• [Problem A]
Please summarize the climate change article in two sentences.
• [Problem B]
Return the portion of the climate change article starting at "For most of" and ending at "in rural Cashton.", copied word for word.

• [Selected extract]
┌────────
Farmers want to see leadership and a healthier climate as extreme weather wipes out more crops.
Whether they live in rural or urban parts of Wisconsin, residents of the Badger State have many of the same concerns about climate change, ranging from water quality to extreme weather to dependence on fossil fuels, Lt. Gov. Mandela Barnes told a major state agricultural group Wednesday.
Barnes and other members of Gov. Tony Evers’ Task Force on Climate Change have heard about those issues and more during five task force virtual public meetings this summer. Feedback during those sessions is evidence such issues as more frequent severe storms and flooded farm fields are having significant, adverse impacts across the state, Barnes said during an address to the annual Wisconsin Farmers Union Summer Conference, also held in virtual form due to the coronavirus outbreak.
“This is really about how climate change impacts all of our communities,” Barnes said.
Climate change has been an issue of growing concern for many in Wisconsin and elsewhere in recent years, as evidenced by the fact Wisconsin Farmers Union organizers decided to make the topic the focus of this year’s summer conference. Increasing adverse weather in recent years has had significant impacts on Wisconsin farmers, Farmers Union President Darin Von Ruden said, and has prompted growing attention to the topic.
For most of his life, he said, droughts and floods happened periodically but weren’t the norm. However, so-called 100-year floods now seem to happen annually, said Von Ruden, who farms in rural Cashton.
└────────
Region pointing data
┌────────
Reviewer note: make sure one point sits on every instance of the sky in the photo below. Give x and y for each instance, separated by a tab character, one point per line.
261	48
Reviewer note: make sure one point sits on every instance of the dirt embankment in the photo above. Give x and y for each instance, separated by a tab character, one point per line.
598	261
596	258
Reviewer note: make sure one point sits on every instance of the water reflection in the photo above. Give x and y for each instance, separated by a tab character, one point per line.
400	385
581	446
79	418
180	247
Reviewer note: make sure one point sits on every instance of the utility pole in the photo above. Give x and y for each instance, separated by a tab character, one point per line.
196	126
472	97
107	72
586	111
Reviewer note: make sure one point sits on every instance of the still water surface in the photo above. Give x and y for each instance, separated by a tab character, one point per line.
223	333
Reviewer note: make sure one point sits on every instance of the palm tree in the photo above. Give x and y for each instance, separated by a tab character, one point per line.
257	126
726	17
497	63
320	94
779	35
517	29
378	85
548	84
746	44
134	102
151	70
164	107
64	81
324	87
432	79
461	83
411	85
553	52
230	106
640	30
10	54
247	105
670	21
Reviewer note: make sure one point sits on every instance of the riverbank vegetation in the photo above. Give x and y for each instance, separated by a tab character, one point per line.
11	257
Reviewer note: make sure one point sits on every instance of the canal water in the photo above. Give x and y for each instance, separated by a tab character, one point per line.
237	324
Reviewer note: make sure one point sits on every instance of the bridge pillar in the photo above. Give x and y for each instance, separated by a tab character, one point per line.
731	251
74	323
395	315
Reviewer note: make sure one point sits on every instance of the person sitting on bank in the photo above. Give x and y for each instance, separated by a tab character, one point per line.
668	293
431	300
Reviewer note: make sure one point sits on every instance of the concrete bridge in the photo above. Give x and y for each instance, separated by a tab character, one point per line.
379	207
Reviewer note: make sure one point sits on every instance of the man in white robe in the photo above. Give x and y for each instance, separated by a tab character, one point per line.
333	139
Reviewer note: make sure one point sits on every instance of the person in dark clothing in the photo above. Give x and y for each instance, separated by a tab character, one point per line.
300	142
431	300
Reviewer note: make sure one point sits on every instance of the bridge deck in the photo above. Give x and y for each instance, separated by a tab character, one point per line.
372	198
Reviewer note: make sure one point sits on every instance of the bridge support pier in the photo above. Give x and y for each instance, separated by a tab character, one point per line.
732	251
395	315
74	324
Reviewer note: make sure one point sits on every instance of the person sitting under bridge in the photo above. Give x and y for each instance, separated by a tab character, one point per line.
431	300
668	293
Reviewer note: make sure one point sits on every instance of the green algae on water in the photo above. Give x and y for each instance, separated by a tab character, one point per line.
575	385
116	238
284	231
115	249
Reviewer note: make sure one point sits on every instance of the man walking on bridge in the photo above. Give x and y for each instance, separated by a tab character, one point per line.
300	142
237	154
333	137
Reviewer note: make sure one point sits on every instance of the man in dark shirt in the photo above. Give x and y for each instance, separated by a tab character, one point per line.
└────────
• [Expected output A]
Lt. Gov. Mandela Barnes told the Wisconsin Farmers Union Summer Conference that rural and urban Wisconsin residents share many of the same climate change concerns. He said feedback from his task force's public meetings shows that more frequent severe storms and flooded farm fields are having significant adverse impacts across the state, and Farmers Union President Darin Von Ruden said increasing adverse weather has significantly affected Wisconsin farmers.

• [Expected output B]
For most of his life, he said, droughts and floods happened periodically but weren’t the norm. However, so-called 100-year floods now seem to happen annually, said Von Ruden, who farms in rural Cashton.